SOURCE DOCUMENT -

......

Joe Thurbon wrote:
Quote:
Hi folks,
When JOG used to post here regularly he talked quite a bit about query
bias. It also came up recently on the TTM mailing list. It also gets a
vague nod on the wikipedia page on database normalisation.
Does the term have any formal, well defined or shared meaning?
I think I understand the intuition, that in some sense an 'unbiased'
data model minimises some sort of complexity metric aggregated across
some set of queries. (I think that 'some set' might actually be
replaced by 'all' for some people).
But complexity can mean lots of things:
How simple is the query to write?
How simple is the query to execute?
How simple is the query to understand?
What does it mean to the folk here?
It's only a curiosity to me, but I'd be interested to hear what people
think.
Cheers,
Joe |
Query bias is more a property of the data model or language than of a
design. Redundant, implicit or asymmetric language features or needless
complexity in the data model mean that when one chooses a particular
redundant, implicit, asymmetric or needless feature in a design, one
makes some queries easy to express and other queries difficult or
impossible to express.
Some languages or data models introduce all sorts of unecessary
structural elements like pointers, records, sets, arrays, parents, children.

......

RAW RECORDS -
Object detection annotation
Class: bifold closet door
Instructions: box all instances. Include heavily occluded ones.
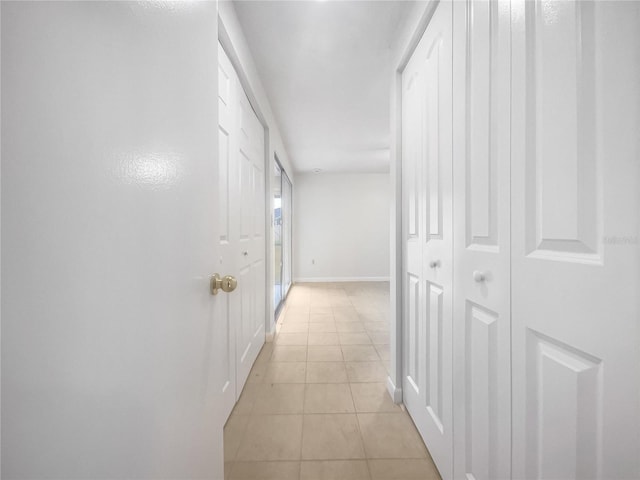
[216,46,266,419]
[402,2,453,479]
[512,0,640,479]
[453,0,511,480]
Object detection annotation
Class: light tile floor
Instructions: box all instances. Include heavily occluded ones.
[224,282,440,480]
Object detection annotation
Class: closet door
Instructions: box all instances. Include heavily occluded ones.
[453,0,511,480]
[216,46,266,420]
[512,1,640,479]
[236,87,266,393]
[402,2,453,479]
[215,44,241,421]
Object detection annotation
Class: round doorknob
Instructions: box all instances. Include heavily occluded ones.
[473,270,487,283]
[211,273,238,295]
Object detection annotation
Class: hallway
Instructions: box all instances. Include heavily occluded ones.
[224,282,440,480]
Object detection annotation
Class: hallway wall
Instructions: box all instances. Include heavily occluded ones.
[293,173,391,281]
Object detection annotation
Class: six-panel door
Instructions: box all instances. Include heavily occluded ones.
[402,2,453,478]
[511,1,640,479]
[402,0,640,479]
[453,0,511,480]
[217,46,266,420]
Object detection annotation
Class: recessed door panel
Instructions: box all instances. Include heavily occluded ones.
[402,2,453,478]
[218,47,266,416]
[525,0,602,262]
[512,1,640,479]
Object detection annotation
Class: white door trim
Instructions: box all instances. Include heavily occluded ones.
[218,12,275,341]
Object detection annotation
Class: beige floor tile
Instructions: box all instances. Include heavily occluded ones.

......

SHORT EXERCISE A -
In the query bias thread, of what is query bias said to be more a property than of a design?
SHORT EXERCISE B -
Decide whether each statement agrees with the query bias thread, answering yes or no and quoting the words that settle it.
(i) The term had come up recently on the TTM mailing list.
(ii) Joe describes query bias as a pressing concern in his own work.
(iii) The reply names pointers and arrays among needless structural elements.
SHORT EXERCISE C -
Write the next part of the query bias thread, starting after its last sentence.

RIGHT ANSWER A -
Of the data model or language.

RIGHT ANSWER B -
(i) Yes: "It also came up recently on the TTM mailing list."
(ii) No: "It's only a curiosity to me, but I'd be interested to hear what people think."
(iii) Yes: "unecessary structural elements like pointers, records, sets, arrays, parents, children."

RIGHT ANSWER C -
As an example, if orders have an array of child order items, there may
be no way to access order items without going through orders. A query to
determine the most expensive order item in the database becomes
relatively difficult to express. (Note: the problem statement involves
only order items not orders.)
In some cases, the bias can relate to performance. As a general rule,
when one changes the physical layout of the data, one makes some queries
faster and some queries slower. That can be quite intentional and
desired. If the logical formalism (language) has redundancies that
affect performance, too often naive developers will choose the "fastest"
option for the first problem they have to solve without any regard for
future needs.
In the above orders/order items example, making order items a child
array of order might cluster order items with orders. While this will
make it extremely fast to access an order's order items once one has
navigated to the order, scanning all orders will be slowed--possibly by
a wide margin.